* **Exercise goal**: Rewrite the rows below with each "box" switched to "outline", keeping everything else unchanged.

* **Data listing**:
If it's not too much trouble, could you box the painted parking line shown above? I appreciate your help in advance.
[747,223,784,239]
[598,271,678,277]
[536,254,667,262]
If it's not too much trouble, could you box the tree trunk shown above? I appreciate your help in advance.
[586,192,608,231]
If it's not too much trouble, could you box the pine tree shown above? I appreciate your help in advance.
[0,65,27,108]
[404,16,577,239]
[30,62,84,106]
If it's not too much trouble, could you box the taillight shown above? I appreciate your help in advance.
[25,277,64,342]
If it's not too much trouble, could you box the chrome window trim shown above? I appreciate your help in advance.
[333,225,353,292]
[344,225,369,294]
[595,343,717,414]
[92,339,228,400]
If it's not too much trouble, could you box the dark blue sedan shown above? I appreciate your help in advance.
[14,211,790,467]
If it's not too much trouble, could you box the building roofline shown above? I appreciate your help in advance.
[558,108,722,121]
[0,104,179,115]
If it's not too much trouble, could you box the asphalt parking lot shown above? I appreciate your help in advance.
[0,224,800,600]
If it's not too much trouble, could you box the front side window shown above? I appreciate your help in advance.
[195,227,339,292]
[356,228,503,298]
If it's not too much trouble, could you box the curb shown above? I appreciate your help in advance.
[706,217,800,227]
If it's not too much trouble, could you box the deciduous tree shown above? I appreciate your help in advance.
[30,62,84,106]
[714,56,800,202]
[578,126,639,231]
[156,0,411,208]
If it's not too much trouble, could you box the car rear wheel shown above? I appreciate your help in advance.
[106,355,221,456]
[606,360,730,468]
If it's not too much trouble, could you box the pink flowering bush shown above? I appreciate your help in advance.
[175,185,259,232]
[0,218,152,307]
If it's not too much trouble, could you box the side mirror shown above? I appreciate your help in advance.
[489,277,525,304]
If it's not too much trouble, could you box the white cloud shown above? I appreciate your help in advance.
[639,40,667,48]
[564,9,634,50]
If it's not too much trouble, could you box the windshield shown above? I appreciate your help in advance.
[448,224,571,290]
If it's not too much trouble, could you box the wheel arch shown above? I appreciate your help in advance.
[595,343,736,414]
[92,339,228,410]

* **Correct answer**:
If it's not too much trouble, could you outline the painted parking line shown above? I appreciate your help in advance.
[747,223,784,239]
[598,271,678,277]
[536,254,667,262]
If it's not too much trouble, could you outline the tree trunk shown above? I appreciate your help in advance.
[586,192,608,231]
If it's not too much trouble, could you outline the pine tree shown above? I appreciate your help in advance.
[0,65,27,108]
[404,16,577,239]
[30,62,84,106]
If it's not too much trouble, could you outline the taillight shown above? I appreciate your help in advance.
[25,277,64,342]
If it's not too much trouble, could you outline the chrome window trim shown above? I appreciate your help in advance.
[333,225,353,292]
[344,225,369,294]
[595,343,717,414]
[92,339,228,400]
If it's not too much trouble, could you outline the dark blue sedan shown above? I appreciate your help in advance.
[14,211,790,467]
If it's not too much trouble, could you outline the building roofline shown above? I appreciate your help in advance.
[558,108,722,121]
[0,104,179,115]
If it's not too much trouble, could you outline the asphalt parking lot shown above? I appreciate your help in advance.
[0,224,800,600]
If it's not too much trouble, could you outline the front side window shown above? I appreciate your help in advance.
[195,227,339,292]
[356,228,503,298]
If it's not too much trouble, could you outline the curb shown above? I appreciate your help in advance.
[706,217,800,227]
If it's not too much trouble, could you outline the deciduous tree shown above? I appreciate your help in advance.
[30,62,84,106]
[714,56,800,202]
[578,126,639,231]
[156,0,411,208]
If it's not too much trouble, could you outline the car rear wheel shown above? I appreciate your help in advance.
[106,355,221,456]
[606,360,730,468]
If it's not too much trouble, could you outline the pink flowering bush shown above? I appreciate your help in advance.
[175,185,259,232]
[0,218,152,307]
If it's not too much trouble, could you outline the side mirror shown above? I appreciate your help in advance.
[489,277,525,304]
If it's not too much trouble, could you outline the white cloud shown above? I appreciate your help in advance.
[639,40,667,48]
[564,9,634,50]
If it's not too much trouble, could you outline the windshield shown above? I appreciate your help in advance.
[448,224,571,290]
If it's not too much trouble, could you outline the wheel arch shown above? I appreciate your help in advance.
[595,343,736,414]
[92,339,228,410]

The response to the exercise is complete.